Reproduce the portion of the comment thread below between "Shashwat Goel's avatar" and "of https://arxiv.org/abs/2512.23707 :)", inclusive.
====== Page extract
10 Comments
User's avatar
Paull Young's avatar

This is a superb read. I appreciate the ‘scientist’ vs ‘simulator’ breakdown.

One Q: where do you feel we stand when it comes to open, accessible data underpinning AI approaches? In the piece I note you say both “The accessibility of data in other domains is a largely solved problem.” (Outside of biology), but later you say “The big labs are focused on intelligence—reasoning, long context, tool use. Domain-specific simulation and data collection are massive undertakings that lie outside their core competencies and business models.”

Melissa's avatar

thanks for your thoughtful comment!

to clarify, in that first reference, i was referring solely to accessibility of data in *science* domains, excluding biology (like weather modeling, materials sciences). i'd say the field of ai as a whole is still significantly data bottlenecked, across domains both within language (industry-specific knowledge, high quality chain-of-thought) and outside of language (world models, video models)

the big labs have historically passed off large-scale data collection to other players, like scale and mercor. it's unclear who the equivalent players will be for scientific data, and in biology in particular, where the existing data is fragmented across institutions, generated with inconsistent protocols, often proprietary, etc.

in general, as ai has progressed, we've seen a progression from using public data to relying more on private data collection and curation efforts--first llms were trained on commoncrawl, wikipedia, etc, and alphafold on pdb (public protein crystallography datatset). nowadays, all the big labs have massive efforts to collect proprietary data, isomorphic generates their data through private partnerships with pharma. in fact, private data collection efforts can often become a company's moat (ie noetik). i'm more optimistic that the scientific community will promote open datasets more than their corporate counterparts, but i think the incentive structures favoring private data are quite strong

Shashwat Goel's avatar

Training AI to help with science when simulators aren't available was exactly the motivation of https://arxiv.org/abs/2512.23707 :)

Gary Welz's avatar

Fantastic. I’ve just written about AI-Powered Knowledge Engines that facilitate scientists using a range of AI tools in research. https://zenodo.org/records/18463304

Well stated!

Jacky Li's avatar

Given the ungodly amount of capex on AI right now, domain-specific models/toolings definitely deserve more attention. I guess one explanation could be that the labs believe building new domain specific AI will be trivial once we have LLMs that rival the best researchers and terawatts of compute.

Melissa's avatar

very sympathetic to this argument and tried to address it somewhat in the article:

> GPT-7 may very well have the cognitive capabilities to design digital twins that simulate human biology, but it will have been enabled by many other players already advancing the algorithms behind effective simulators and building automated data infrastructure. In the same way that ML for world models, voice, and image generation were pushed forward by ElevenLabs, Midjourney, and WorldLabs, among others, we should expect ML for science to be pushed forward by a plurality of efforts.
============
====== Supplied material
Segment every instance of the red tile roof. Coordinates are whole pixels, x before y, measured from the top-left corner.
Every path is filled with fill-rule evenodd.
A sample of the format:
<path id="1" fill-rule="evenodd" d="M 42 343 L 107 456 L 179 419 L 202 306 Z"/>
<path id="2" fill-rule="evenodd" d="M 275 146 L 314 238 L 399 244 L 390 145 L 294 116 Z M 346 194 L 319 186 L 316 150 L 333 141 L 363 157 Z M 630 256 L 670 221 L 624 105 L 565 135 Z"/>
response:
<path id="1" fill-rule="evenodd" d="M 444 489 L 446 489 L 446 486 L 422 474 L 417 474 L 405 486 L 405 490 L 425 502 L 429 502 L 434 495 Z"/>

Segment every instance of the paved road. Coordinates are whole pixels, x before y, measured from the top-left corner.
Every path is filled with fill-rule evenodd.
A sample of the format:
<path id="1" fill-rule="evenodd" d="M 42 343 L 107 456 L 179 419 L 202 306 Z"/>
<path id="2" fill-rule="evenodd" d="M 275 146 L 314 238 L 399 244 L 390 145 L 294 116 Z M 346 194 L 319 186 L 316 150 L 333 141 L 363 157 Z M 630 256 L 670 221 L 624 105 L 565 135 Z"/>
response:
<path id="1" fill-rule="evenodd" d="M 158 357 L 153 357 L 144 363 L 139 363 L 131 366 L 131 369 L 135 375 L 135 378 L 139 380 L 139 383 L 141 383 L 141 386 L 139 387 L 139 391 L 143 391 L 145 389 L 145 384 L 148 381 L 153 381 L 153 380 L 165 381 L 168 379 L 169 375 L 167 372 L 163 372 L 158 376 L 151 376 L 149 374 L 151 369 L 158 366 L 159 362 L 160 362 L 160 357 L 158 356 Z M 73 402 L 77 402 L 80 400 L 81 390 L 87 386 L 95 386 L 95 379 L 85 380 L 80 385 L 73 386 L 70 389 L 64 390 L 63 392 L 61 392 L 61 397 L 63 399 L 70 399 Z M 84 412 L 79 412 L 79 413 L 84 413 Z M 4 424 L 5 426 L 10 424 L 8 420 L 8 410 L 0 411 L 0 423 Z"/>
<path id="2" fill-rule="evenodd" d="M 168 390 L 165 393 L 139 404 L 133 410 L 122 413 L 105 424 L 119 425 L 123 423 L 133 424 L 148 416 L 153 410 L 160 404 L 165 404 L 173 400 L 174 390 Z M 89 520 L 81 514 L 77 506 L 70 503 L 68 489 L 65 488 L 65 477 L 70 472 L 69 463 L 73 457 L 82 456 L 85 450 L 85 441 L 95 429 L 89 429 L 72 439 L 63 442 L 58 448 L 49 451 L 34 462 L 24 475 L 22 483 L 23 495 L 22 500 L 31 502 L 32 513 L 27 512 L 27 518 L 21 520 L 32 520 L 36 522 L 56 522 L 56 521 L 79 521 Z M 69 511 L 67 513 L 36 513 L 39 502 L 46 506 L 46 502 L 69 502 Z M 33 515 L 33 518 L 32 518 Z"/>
============
**Finished task:**
Shashwat Goel's avatar

Training AI to help with science when simulators aren't available was exactly the motivation of https://arxiv.org/abs/2512.23707 :)